Written instruction. Please output the records unchanged from their first line through the line containing "[[122, 159], [93, 117], [88, 39], [131, 123]]", with both of those lines included and the pictures left out.

Data records
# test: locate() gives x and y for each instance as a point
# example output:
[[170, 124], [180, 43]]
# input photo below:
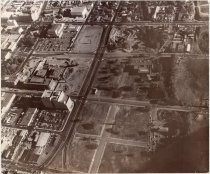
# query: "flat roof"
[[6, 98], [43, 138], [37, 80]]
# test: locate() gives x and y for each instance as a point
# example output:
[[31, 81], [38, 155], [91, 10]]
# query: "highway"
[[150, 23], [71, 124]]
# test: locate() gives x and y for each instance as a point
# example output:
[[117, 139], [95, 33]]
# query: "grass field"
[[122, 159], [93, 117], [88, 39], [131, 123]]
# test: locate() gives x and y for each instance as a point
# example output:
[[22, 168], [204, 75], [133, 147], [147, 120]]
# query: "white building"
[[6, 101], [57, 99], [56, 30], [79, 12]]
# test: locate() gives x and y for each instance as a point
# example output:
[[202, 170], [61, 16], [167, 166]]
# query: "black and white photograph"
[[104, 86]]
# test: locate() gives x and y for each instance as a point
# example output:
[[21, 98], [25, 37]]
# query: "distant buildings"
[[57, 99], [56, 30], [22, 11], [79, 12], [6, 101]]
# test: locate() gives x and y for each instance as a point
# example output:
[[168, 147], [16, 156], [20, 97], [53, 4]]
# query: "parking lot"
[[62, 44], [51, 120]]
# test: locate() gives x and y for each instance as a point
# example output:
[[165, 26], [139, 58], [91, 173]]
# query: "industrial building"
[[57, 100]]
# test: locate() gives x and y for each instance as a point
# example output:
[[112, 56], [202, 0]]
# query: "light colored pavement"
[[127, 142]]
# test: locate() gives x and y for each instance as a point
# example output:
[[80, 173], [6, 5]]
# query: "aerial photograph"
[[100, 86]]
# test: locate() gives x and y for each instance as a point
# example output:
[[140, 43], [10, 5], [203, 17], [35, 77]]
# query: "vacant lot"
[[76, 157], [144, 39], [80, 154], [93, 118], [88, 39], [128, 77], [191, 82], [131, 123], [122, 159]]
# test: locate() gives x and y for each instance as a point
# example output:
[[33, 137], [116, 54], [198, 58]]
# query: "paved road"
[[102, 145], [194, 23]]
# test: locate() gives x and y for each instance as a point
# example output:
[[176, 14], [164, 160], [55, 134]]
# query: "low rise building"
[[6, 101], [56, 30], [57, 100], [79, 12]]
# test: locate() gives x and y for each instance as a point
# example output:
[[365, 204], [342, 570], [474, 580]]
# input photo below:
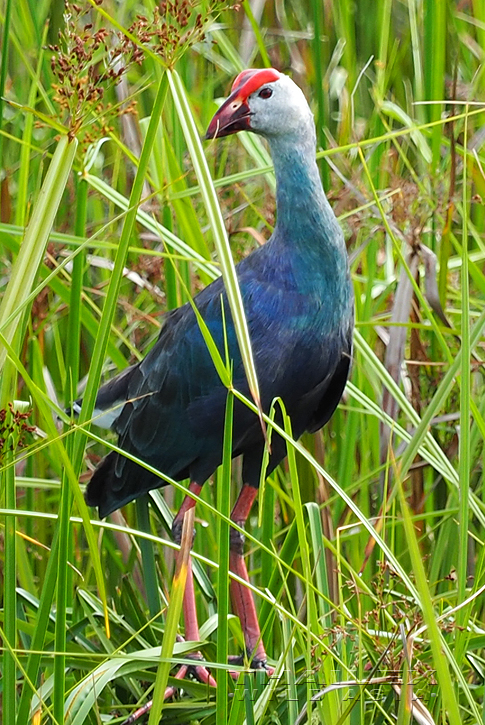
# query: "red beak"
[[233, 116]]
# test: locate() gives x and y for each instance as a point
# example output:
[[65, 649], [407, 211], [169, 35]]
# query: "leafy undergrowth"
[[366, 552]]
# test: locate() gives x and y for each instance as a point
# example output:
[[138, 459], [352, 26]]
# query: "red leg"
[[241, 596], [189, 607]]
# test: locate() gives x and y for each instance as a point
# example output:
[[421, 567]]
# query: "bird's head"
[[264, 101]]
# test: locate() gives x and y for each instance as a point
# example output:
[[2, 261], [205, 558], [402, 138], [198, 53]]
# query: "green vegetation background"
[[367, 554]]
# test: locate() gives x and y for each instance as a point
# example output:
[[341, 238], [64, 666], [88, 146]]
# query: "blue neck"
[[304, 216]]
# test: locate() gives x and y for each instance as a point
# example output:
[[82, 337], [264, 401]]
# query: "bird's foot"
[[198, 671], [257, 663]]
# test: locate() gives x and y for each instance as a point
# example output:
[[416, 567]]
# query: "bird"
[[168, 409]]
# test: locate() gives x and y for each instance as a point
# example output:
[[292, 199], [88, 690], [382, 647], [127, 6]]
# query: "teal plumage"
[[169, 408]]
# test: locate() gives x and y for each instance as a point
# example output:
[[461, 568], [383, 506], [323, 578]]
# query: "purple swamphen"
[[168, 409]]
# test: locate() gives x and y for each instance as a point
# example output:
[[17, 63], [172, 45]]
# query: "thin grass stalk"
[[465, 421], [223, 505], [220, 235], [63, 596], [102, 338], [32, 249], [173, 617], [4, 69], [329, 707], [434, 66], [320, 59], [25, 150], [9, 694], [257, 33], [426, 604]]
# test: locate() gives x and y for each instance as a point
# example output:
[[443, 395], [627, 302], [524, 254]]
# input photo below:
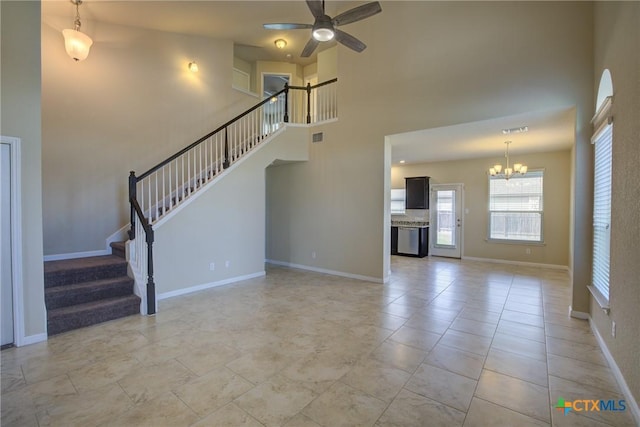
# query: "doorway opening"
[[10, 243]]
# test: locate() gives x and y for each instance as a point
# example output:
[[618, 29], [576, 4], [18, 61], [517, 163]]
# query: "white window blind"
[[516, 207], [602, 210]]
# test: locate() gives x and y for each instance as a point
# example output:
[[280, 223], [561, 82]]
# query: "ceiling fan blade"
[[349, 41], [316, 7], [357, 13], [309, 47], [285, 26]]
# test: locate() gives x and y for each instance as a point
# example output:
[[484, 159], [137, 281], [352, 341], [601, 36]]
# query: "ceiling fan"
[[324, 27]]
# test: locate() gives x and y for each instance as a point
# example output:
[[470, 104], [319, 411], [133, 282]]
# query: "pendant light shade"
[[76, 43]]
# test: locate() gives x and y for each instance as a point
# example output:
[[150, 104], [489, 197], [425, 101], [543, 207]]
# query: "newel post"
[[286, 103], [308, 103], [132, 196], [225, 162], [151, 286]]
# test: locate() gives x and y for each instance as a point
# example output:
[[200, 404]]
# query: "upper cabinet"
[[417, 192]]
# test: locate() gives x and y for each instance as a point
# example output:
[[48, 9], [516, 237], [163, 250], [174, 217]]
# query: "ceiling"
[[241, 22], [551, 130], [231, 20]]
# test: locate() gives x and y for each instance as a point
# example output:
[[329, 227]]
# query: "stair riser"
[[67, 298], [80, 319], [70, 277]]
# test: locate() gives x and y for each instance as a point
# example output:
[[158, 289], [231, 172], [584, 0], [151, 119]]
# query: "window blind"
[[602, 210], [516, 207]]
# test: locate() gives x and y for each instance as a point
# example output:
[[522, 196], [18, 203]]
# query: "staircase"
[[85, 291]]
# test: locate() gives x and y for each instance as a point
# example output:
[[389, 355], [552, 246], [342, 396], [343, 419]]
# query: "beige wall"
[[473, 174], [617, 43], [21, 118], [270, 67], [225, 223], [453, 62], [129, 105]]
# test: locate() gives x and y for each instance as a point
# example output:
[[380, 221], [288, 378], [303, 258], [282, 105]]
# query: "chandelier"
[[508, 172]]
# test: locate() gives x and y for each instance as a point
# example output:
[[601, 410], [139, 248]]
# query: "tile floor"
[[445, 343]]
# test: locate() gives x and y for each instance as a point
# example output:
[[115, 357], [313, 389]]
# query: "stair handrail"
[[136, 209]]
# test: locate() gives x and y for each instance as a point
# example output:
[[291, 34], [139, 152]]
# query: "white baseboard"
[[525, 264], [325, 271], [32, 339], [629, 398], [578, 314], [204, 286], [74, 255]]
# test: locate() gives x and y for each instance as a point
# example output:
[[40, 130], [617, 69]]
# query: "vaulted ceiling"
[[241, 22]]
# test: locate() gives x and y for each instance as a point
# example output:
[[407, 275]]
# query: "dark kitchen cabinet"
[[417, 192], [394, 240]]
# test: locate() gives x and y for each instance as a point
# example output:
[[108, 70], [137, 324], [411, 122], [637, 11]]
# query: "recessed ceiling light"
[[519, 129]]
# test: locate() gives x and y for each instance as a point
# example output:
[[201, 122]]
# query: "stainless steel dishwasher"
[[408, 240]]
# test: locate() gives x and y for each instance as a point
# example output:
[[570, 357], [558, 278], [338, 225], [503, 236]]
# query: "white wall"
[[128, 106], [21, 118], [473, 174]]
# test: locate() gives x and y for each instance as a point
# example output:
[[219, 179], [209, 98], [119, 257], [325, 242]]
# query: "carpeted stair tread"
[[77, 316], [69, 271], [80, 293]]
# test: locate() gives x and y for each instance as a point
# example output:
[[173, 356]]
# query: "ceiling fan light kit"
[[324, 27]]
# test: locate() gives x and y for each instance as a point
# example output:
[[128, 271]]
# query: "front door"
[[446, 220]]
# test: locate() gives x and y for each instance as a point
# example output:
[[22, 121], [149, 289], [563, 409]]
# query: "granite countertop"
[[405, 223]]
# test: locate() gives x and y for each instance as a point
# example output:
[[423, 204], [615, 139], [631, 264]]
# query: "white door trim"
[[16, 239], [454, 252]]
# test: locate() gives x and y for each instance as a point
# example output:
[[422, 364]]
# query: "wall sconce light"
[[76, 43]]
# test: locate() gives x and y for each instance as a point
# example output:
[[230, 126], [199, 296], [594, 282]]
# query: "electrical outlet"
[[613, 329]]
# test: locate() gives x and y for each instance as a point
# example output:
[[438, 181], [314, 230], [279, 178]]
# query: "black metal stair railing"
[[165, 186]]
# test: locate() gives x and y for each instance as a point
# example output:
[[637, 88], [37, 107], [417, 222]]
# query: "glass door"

Output of the exercise.
# test: locate() gives x and y for each instance as a point
# example output:
[[170, 124], [180, 43]]
# input photo below:
# query: "flat roof"
[[6, 98], [43, 138], [37, 80]]
# test: locate() gives x and y for each instance as a point
# example output:
[[31, 81], [38, 155], [91, 10]]
# query: "highway"
[[150, 23], [71, 124]]
# test: locate() gives x and y for each instance as a point
# example output:
[[117, 139], [95, 33]]
# query: "grass field"
[[122, 159], [93, 117], [88, 39], [131, 123]]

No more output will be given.